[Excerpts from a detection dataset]
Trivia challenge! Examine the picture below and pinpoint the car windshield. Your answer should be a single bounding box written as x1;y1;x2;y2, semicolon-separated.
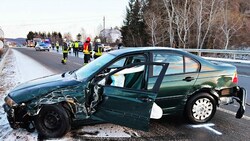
75;53;115;81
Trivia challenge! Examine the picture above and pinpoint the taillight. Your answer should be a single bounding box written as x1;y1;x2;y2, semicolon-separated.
232;72;238;84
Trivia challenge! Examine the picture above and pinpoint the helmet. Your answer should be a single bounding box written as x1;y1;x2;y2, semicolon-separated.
96;38;101;43
86;37;90;42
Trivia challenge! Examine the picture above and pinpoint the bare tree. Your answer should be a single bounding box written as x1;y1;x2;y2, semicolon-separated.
163;0;175;46
174;0;194;48
221;0;243;50
144;0;167;46
194;0;219;49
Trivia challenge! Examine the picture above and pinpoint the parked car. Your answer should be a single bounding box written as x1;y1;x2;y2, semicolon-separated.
35;42;51;51
3;47;246;137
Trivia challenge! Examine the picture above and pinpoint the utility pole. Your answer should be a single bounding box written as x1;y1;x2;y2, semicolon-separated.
103;16;106;43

Work required>
Rewrite every line of the items above as a numbered list, skipping blank lines. Leave the pictures out of your answer.

Written response>
1. Trivia challenge! Examine the picture below and pinpoint the car windshield. Your answer should be a single bounding box written as x1;y1;x2;y2, semicolon-separated.
2. 75;53;115;81
3. Trivia challenge! Examine the picture above and pinpoint the taillight. Your answer should be a single bounding box written as x1;y1;x2;y2, semicolon-separated.
4. 232;72;238;84
5. Trivia challenge! Examine the picture above and pinpoint the helmet. Your answer should be a single bounding box written as x1;y1;x2;y2, semicolon-separated.
6. 96;38;101;43
7. 86;37;90;42
8. Trivia challenge! Examine the picture above and pinpoint the bare tree. Your answer should be a single bounding box written as x1;y1;x2;y2, semicolon-separated.
9. 163;0;175;46
10. 174;0;194;48
11. 221;0;243;50
12. 144;0;167;46
13. 194;0;219;49
14. Trivia challenge! Examine the picture above and pinpoint the parked car. Your answer should be a single bounding box written as x1;y1;x2;y2, semicolon-separated.
15. 35;42;51;51
16. 3;47;246;137
17. Trivia challenge! Examine the picture above and pinpoint the utility pole. Your answer should be a single bounding box written as x1;y1;x2;y2, semicolon-separated.
18. 103;16;106;43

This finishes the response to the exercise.